# START OF Text section
The rowers from the core group training under Verdonkschot are preparing for the Paris 2024 Olympics differently than previous U.S. National Teams. Verdonkschot has been very clear about his strategy of seeing which Olympic events present the best opportunity for the U.S. to medal, and putting his best rowers in those boats to qualify the U.S. in those events for the Olympics at this year’s world championships. Boats that don’t earn Olympic spots at the 2023 World Rowing Championships must go through the last-chance qualifying regatta in May 2024.
“Anybody who would want to go to the Olympics has to make the decision to take one year off of their studies, basically, because final qualification would be in May. Selection for the final lineups would be March and at the beginning of April,” said Verdonkschot. “So you cannot do that. You cannot wait until the end of the collegiate season.”
U.S. collegiate rowers have long been the staple feedstock of medal-winning Olympic crews—and most of those have been eights. Five of the eight oarsmen in the last U.S. men’s crew to win Olympic gold learned to row in college, and practically every member of the various U.S. women’s eights that won every world championship and Olympics for 11 years rowed in an NCAA program before representing the U.S.
# END OF Text section
# START OF Information shown
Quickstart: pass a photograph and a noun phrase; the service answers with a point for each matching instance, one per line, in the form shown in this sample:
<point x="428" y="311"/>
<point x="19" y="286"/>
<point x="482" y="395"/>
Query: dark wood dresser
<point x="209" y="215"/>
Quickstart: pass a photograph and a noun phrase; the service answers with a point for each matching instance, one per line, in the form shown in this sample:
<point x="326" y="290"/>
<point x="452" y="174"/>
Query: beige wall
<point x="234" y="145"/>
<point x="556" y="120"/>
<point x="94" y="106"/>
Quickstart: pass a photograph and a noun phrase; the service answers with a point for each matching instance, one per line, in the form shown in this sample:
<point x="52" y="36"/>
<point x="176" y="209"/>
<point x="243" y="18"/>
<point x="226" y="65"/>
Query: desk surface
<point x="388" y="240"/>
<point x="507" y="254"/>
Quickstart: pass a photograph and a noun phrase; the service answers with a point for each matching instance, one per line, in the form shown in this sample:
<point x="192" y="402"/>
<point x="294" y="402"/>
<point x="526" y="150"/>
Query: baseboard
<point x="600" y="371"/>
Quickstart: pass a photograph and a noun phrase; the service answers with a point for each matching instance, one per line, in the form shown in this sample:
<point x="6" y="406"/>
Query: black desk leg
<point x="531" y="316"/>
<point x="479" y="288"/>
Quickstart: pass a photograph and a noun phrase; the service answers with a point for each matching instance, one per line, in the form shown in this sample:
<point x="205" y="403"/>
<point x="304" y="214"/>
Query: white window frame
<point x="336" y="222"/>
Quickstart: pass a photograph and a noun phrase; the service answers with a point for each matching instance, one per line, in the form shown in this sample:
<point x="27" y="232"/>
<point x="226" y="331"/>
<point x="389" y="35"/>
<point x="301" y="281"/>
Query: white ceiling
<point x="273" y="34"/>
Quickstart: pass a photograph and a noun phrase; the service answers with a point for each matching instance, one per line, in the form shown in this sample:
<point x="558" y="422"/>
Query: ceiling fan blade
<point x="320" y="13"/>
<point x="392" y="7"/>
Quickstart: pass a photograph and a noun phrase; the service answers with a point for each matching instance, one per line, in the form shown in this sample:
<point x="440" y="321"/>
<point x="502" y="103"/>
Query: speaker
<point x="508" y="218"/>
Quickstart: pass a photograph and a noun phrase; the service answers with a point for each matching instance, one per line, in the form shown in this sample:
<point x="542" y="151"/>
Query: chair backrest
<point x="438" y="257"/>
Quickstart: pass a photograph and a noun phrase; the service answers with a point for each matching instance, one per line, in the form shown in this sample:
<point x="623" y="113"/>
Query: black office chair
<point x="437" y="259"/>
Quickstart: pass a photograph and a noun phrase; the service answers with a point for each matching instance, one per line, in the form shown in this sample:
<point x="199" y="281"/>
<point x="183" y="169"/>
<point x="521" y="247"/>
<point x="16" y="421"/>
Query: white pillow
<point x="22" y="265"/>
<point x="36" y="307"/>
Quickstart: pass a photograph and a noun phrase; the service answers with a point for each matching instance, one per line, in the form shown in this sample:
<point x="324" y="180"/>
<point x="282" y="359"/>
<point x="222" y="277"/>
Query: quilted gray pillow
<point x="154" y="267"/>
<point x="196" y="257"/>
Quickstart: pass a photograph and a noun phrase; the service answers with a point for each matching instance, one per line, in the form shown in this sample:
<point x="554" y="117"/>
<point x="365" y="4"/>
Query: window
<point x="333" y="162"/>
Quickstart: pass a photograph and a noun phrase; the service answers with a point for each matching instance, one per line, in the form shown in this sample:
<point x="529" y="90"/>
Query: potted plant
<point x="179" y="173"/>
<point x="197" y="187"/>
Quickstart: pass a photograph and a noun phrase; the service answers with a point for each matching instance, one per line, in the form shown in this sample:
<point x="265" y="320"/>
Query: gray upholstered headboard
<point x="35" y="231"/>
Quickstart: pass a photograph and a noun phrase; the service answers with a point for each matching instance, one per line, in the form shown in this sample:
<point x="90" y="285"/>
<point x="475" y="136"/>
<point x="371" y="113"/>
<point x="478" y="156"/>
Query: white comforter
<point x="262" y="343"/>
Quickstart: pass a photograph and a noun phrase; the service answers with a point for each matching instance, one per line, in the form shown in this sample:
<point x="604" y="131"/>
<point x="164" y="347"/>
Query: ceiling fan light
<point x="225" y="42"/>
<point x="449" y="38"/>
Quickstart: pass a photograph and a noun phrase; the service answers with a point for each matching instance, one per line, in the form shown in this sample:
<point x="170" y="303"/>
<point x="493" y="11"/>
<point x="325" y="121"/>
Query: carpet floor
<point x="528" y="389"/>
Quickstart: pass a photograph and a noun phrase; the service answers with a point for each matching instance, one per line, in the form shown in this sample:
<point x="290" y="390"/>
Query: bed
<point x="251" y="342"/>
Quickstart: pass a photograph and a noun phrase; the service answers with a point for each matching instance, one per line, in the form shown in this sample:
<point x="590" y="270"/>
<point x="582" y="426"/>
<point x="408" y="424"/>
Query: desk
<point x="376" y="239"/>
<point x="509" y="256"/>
# END OF Information shown
Return the part of the passage about U.S. Olympic rowing from "U.S. collegiate rowers" to "representing the U.S.", word for word. These records have no connection to the passage about U.S. Olympic rowing.

> _Exercise answer_
U.S. collegiate rowers have long been the staple feedstock of medal-winning Olympic crews—and most of those have been eights. Five of the eight oarsmen in the last U.S. men’s crew to win Olympic gold learned to row in college, and practically every member of the various U.S. women’s eights that won every world championship and Olympics for 11 years rowed in an NCAA program before representing the U.S.